**Page text:**
_ _ _ _ _ _ _

There's a time and a place for calling on outsiders to help you with your decision making. Many large corporations have it all wrong
Last year AT&T spent $347 million on consulting fees, a hefty sum even in an industry that has reached $20 billion in annual sales. And just what are large businesses like AT&T spending the money on? Market studies. Business-process reengineering. Strategic plans. Mission statements and alignments of values. Even when those activities are warranted for large companies, they're costly and time-consuming. And all too often they end up in what I term "fad surfing": the practice of riding the crest of the latest management wave and then paddling out again just in time to ride the next one. Always absorbing for managers and lucrative for consultants, fad surfing is frequently disastrous for many organizations.

_ _ _ _ _ _ _

**Data provided:**

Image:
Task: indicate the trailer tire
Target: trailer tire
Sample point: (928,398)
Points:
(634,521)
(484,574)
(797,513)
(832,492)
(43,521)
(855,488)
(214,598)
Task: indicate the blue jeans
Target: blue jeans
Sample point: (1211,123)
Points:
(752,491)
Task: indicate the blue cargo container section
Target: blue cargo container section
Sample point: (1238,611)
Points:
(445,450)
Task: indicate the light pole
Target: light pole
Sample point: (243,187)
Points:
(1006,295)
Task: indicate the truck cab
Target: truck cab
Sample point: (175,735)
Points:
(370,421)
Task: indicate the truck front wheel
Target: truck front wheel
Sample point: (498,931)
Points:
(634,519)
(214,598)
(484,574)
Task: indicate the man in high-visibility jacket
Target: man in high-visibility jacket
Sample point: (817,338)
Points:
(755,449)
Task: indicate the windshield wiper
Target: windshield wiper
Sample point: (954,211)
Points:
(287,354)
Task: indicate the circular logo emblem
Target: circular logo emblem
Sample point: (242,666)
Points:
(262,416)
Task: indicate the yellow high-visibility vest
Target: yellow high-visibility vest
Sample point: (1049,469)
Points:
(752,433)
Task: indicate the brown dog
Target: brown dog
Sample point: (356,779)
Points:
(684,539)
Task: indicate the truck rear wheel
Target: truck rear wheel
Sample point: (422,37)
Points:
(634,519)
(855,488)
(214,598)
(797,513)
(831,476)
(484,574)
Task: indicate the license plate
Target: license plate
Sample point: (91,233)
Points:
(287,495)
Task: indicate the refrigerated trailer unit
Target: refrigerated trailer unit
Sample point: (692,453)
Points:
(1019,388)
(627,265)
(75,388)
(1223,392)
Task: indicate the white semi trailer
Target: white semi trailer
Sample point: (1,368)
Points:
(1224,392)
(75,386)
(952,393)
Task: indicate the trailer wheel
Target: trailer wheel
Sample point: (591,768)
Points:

_ _ _ _ _ _ _

**Requirement A:** Do these statements agree with the passage on consulting fees? Answer yes or no for each, and quote the words that decide it. (i) AT&T spent $347 million on consulting fees last year. (ii) The passage says fad surfing seldom harms organizations. (iii) The writer says such activities are never warranted for large companies.
**Requirement B:** Reproduce the passage on consulting fees word for word, beginning at the words "There's a time" and stopping after "for many organizations.".

**Complete response A:**
(i) Yes: "Last year AT&T spent $347 million on consulting fees"
(ii) No: "fad surfing is frequently disastrous for many organizations."
(iii) No: "Even when those activities are warranted for large companies, they're costly and time-consuming."

**Complete response B:**
There's a time and a place for calling on outsiders to help you with your decision making. Many large corporations have it all wrong
Last year AT&T spent $347 million on consulting fees, a hefty sum even in an industry that has reached $20 billion in annual sales. And just what are large businesses like AT&T spending the money on? Market studies. Business-process reengineering. Strategic plans. Mission statements and alignments of values. Even when those activities are warranted for large companies, they're costly and time-consuming. And all too often they end up in what I term "fad surfing": the practice of riding the crest of the latest management wave and then paddling out again just in time to ride the next one. Always absorbing for managers and lucrative for consultants, fad surfing is frequently disastrous for many organizations.